Exercise requirements: From the data underneath, reproduce exactly the stretch that begins at the line with "negative clicks: (326, 42)" and ends after the line with "rough mask: <svg".

Records for the task:
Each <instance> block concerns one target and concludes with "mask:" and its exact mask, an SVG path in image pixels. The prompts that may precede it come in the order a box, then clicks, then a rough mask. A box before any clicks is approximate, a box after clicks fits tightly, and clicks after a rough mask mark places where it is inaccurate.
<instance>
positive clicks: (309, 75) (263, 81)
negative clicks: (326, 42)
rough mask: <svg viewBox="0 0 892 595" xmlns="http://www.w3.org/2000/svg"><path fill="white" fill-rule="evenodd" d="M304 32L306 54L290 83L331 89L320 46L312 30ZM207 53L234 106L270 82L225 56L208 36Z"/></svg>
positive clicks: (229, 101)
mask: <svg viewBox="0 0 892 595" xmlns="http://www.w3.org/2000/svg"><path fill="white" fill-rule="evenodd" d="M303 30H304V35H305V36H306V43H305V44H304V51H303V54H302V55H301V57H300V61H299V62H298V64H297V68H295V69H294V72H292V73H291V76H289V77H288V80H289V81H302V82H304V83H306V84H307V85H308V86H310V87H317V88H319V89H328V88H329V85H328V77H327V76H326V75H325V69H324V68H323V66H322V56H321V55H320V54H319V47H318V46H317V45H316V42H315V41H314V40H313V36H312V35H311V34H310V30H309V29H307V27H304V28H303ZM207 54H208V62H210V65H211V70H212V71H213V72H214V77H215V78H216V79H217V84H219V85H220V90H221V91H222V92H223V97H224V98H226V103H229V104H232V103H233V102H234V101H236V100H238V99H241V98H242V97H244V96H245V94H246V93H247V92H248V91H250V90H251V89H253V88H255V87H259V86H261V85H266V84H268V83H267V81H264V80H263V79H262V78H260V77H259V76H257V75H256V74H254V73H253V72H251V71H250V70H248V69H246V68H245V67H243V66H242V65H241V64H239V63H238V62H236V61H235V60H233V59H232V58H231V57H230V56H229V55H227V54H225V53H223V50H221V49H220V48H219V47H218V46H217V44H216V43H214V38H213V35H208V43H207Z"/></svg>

Exercise solution:
negative clicks: (326, 42)
rough mask: <svg viewBox="0 0 892 595" xmlns="http://www.w3.org/2000/svg"><path fill="white" fill-rule="evenodd" d="M304 32L306 54L290 83L331 89L320 46L312 30ZM207 53L234 106L270 82L225 56L208 36Z"/></svg>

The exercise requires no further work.